Short exercise | Could you change "ticket" to "job" throughout the entries below, leaving everything else untouched?

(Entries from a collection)

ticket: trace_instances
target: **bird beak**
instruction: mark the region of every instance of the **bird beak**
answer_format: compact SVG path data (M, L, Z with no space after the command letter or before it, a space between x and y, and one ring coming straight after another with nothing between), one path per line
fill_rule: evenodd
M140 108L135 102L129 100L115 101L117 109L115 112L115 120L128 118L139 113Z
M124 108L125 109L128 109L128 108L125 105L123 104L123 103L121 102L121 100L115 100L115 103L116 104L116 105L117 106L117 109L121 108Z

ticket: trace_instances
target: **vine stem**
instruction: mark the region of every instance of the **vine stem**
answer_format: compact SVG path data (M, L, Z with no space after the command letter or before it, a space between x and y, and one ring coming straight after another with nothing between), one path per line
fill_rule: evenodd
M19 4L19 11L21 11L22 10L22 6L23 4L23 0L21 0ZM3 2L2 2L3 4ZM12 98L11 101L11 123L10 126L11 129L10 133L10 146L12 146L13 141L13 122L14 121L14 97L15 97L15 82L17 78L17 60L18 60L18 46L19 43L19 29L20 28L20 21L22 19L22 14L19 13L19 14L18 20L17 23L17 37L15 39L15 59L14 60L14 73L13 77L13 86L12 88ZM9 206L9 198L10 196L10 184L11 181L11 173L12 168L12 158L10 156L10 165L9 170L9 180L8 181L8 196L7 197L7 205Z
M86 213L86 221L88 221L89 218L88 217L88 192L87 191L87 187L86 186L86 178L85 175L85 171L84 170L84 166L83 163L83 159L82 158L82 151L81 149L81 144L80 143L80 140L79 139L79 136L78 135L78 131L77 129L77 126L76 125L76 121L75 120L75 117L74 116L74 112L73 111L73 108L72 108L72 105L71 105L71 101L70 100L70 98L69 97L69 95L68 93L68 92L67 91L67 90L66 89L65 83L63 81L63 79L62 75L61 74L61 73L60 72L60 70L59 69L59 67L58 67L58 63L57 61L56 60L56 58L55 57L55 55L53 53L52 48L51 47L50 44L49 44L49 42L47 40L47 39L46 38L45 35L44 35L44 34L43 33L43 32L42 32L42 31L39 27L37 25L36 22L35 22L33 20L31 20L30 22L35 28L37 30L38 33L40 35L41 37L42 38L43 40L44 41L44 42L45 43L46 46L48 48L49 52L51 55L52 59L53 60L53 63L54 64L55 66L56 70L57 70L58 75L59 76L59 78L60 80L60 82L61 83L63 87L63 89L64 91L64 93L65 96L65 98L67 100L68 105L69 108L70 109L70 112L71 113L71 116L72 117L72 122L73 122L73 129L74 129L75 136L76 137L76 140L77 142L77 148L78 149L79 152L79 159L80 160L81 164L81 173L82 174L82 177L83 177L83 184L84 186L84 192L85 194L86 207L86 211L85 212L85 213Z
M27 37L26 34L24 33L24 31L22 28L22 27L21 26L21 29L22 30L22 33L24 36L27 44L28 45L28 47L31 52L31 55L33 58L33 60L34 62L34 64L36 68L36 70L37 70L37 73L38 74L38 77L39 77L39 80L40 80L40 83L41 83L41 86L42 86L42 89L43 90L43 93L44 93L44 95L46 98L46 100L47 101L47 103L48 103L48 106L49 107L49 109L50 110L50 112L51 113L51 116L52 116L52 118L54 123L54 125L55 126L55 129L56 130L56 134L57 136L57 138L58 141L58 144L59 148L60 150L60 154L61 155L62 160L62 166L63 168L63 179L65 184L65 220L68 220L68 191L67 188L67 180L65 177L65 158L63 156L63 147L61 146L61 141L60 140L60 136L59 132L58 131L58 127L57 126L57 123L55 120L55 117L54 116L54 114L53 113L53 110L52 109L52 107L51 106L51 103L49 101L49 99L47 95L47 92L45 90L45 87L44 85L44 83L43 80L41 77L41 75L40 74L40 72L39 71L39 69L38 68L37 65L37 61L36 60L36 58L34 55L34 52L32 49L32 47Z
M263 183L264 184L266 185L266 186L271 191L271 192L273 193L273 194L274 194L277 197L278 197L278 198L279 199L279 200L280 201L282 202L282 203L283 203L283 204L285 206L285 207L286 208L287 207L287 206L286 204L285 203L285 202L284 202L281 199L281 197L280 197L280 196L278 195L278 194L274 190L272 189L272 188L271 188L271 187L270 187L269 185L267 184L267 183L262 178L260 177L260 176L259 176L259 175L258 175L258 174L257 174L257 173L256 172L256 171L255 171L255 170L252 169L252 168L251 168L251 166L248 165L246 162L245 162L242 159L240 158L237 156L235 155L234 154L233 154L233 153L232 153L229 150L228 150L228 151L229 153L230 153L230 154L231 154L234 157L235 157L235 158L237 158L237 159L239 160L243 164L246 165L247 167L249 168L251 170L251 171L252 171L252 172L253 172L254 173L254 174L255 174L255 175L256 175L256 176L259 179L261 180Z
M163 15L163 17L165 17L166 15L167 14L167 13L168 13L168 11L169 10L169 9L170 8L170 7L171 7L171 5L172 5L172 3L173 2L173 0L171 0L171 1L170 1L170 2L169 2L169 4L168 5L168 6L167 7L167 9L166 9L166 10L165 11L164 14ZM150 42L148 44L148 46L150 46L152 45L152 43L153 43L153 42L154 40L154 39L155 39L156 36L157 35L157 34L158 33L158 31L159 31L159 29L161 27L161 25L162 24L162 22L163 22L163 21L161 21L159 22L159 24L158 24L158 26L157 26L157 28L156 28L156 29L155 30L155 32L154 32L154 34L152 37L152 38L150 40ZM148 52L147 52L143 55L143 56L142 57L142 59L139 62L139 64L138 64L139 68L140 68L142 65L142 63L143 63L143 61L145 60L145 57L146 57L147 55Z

Solution for this task |
job: trace_instances
target: **bird beak**
instruction: mark the region of every instance of the **bird beak**
answer_format: compact SVG path data (M, L, Z with no space after the command letter or before it, a space between x and y, and one ring coming straight after another with nothing between), one path per line
fill_rule: evenodd
M140 108L135 102L129 100L115 101L117 109L115 112L115 120L128 118L139 113Z
M124 108L125 109L128 109L128 108L125 105L123 104L123 103L121 102L121 100L115 100L115 103L116 104L116 105L117 106L117 109L121 108Z

job: trace_instances
target: **vine stem**
instruction: mark the region of every instance of the **vine stem**
answer_format: compact SVG path data (M, L, Z with no space after the command letter or before it, a space between x and y, and one ring coming straight after another with nothing between), one path per line
fill_rule: evenodd
M19 4L19 11L21 11L22 10L22 6L23 4L23 0L21 0ZM3 2L2 2L3 4ZM12 98L11 101L11 123L10 126L11 129L10 133L10 146L12 146L13 141L13 122L14 121L14 97L15 97L15 82L17 78L17 60L18 60L18 46L19 43L19 29L20 28L20 21L22 19L22 14L19 13L19 14L18 20L17 23L17 37L15 39L15 59L14 60L14 73L13 77L13 86L12 88ZM9 206L9 198L10 196L10 184L11 181L11 173L12 168L12 158L10 156L10 165L9 170L9 180L8 181L8 196L7 197L7 205Z
M86 213L86 221L88 221L89 218L88 217L88 192L87 191L87 187L86 186L86 178L85 175L85 171L84 170L84 166L83 163L83 159L82 158L82 151L81 149L81 144L80 143L80 140L79 139L79 136L78 135L78 131L77 129L77 126L76 125L76 121L75 120L75 117L74 116L74 112L73 111L73 108L72 108L72 105L71 105L71 101L70 100L70 98L69 97L69 95L68 93L68 92L67 91L67 90L66 89L65 83L63 81L63 79L62 75L61 74L61 73L60 72L60 70L59 69L59 67L58 67L58 63L57 61L56 60L56 58L55 57L55 55L53 53L52 48L51 47L50 44L49 44L49 42L47 40L47 39L46 38L45 35L44 35L44 34L43 33L43 32L42 32L42 31L39 27L37 25L36 22L35 22L33 20L31 20L30 22L35 28L37 30L38 33L40 35L41 37L42 38L43 40L44 41L44 42L45 43L46 46L48 48L49 52L51 55L52 59L53 60L53 63L54 64L55 66L56 70L57 70L58 75L59 76L59 78L60 80L60 82L61 83L63 87L63 89L64 91L64 93L65 96L65 98L67 100L68 105L69 108L70 109L70 112L71 113L71 116L72 117L72 122L73 122L73 129L74 129L75 136L76 137L76 140L77 142L77 148L78 149L79 152L79 159L80 160L81 164L81 173L82 174L82 177L83 177L83 184L84 186L84 192L85 194L86 207L86 211L85 212L85 213Z
M27 37L26 34L24 33L24 31L22 28L22 27L21 26L21 29L22 30L22 33L24 36L27 44L28 45L28 47L31 52L31 55L33 58L33 60L34 62L34 64L36 68L36 70L37 70L37 73L38 74L38 77L39 77L39 80L40 80L40 83L41 83L41 86L42 86L42 89L43 90L43 93L44 93L44 95L46 98L46 100L47 101L47 103L48 103L48 106L49 107L49 109L50 110L50 112L51 113L51 116L52 116L52 118L54 123L54 125L55 126L55 129L56 130L56 134L57 136L57 138L58 141L58 144L59 148L60 150L60 154L61 155L62 160L62 166L63 168L63 179L65 184L65 220L68 220L68 191L67 188L67 180L65 177L65 158L63 156L63 147L61 146L61 141L60 140L60 136L59 132L58 131L58 127L57 126L57 123L55 120L55 117L54 116L54 114L53 113L53 110L52 109L52 107L51 106L51 103L49 101L49 99L47 95L47 92L45 90L45 87L44 85L44 83L43 80L41 77L41 75L40 74L40 72L39 71L39 69L38 68L37 65L37 61L36 60L36 58L34 55L34 52L32 49L32 47Z
M263 183L264 184L266 185L266 186L271 191L271 192L273 193L273 194L274 194L277 197L278 197L278 198L279 199L279 200L280 201L282 202L282 203L283 203L283 204L285 206L285 207L286 208L287 207L287 206L286 204L285 203L285 202L284 202L281 199L281 197L280 197L280 196L278 195L278 194L274 190L272 189L272 188L271 188L271 187L270 187L269 185L267 184L267 183L262 178L260 177L260 176L259 176L259 175L258 175L258 174L257 174L257 173L256 172L256 171L255 171L255 170L252 169L252 168L251 168L251 166L248 165L246 162L245 162L242 159L240 158L237 156L235 155L234 154L233 154L233 153L232 153L229 150L228 150L228 151L229 153L230 153L230 154L231 154L234 157L235 157L235 158L237 158L237 159L239 160L243 164L246 165L247 167L249 168L251 170L251 171L252 171L252 172L253 172L254 173L254 174L255 174L255 175L256 175L256 176L259 179L261 180Z
M163 15L163 17L165 17L166 15L167 14L167 13L168 13L168 11L169 10L169 9L170 8L170 7L171 7L171 5L172 5L172 3L173 2L173 0L171 0L171 1L170 1L170 2L169 2L169 4L168 5L168 6L167 7L167 9L166 9L166 10L165 11L164 14ZM150 42L148 44L148 46L150 46L152 45L152 43L153 43L153 42L154 40L154 39L155 39L156 36L157 35L157 34L158 33L158 31L159 31L159 29L161 27L161 25L162 24L162 22L163 22L163 21L161 21L159 22L159 24L158 24L158 26L157 26L157 28L156 28L156 29L155 30L155 32L154 32L154 34L152 37L152 38L150 40ZM148 52L147 52L143 55L143 56L142 57L142 59L139 62L139 64L138 64L139 68L140 68L142 65L142 63L143 63L143 61L145 60L145 57L146 57L147 55Z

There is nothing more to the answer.